PROBLEM DETAILS: Reproduce the stretch of the listing below from the line containing "Please annotate the white arched" through the end of the listing, including the requests. Multiply every answer point coordinate by 0.2 and round to whole numbers, with halves rounded up.

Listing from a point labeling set
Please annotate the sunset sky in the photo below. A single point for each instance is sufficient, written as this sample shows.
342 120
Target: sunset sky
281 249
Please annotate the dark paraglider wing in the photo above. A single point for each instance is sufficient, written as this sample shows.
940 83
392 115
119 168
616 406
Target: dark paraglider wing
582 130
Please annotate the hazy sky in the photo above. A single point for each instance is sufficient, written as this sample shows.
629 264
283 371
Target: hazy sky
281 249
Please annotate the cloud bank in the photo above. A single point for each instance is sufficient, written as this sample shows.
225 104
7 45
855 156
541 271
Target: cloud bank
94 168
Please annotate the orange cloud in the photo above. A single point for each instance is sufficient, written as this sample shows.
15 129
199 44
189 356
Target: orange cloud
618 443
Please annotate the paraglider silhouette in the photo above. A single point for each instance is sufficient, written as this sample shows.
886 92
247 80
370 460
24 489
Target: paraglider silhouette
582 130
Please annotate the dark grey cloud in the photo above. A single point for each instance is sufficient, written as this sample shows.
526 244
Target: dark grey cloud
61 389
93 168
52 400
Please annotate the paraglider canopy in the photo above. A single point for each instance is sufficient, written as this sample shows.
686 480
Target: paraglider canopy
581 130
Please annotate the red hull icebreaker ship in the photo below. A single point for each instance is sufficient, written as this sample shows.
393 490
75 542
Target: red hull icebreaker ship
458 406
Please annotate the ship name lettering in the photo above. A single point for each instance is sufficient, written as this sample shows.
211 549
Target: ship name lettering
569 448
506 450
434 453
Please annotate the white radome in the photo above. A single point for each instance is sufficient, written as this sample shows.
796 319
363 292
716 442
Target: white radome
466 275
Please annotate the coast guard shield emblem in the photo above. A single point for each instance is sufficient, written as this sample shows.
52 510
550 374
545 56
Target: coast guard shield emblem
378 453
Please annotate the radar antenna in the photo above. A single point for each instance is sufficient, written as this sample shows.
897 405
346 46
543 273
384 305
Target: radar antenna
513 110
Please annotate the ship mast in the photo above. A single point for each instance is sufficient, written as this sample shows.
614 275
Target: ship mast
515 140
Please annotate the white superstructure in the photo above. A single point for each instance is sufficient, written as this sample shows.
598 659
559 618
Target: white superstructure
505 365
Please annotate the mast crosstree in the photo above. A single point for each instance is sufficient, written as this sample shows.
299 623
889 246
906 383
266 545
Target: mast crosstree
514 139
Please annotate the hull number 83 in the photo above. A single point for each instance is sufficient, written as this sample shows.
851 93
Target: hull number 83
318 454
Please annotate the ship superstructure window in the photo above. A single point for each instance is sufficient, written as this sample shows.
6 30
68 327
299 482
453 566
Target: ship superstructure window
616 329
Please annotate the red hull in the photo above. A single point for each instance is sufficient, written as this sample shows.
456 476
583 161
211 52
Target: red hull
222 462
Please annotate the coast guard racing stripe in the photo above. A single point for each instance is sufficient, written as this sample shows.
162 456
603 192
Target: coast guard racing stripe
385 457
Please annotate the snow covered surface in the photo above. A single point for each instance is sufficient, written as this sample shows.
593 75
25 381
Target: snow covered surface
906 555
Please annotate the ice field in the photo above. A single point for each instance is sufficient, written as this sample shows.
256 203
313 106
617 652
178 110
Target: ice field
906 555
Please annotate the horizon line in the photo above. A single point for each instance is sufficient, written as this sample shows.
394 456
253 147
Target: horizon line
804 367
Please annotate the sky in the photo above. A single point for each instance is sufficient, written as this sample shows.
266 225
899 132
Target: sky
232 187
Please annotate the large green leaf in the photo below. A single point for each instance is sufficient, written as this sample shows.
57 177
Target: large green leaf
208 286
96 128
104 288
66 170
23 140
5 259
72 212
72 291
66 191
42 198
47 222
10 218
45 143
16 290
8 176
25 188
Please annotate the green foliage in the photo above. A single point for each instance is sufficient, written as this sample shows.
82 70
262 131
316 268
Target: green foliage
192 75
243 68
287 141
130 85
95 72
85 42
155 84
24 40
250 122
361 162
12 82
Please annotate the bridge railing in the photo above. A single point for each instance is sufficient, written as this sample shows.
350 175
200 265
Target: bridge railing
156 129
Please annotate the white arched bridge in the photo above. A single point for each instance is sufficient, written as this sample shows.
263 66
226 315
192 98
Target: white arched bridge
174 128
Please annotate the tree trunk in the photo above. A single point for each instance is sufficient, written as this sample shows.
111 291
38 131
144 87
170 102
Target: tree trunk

ANSWER FOR THIS EXERCISE:
Please annotate the white arched bridge in the photo above. A single point for each instance is sufficient, written as this sample shows.
263 66
226 315
192 98
Target: white arched bridge
35 26
Please annotate the tree trunk in the photo above. A single point for each instance is sufficient, written as this sample shows.
111 291
38 131
144 87
170 102
Target: tree trunk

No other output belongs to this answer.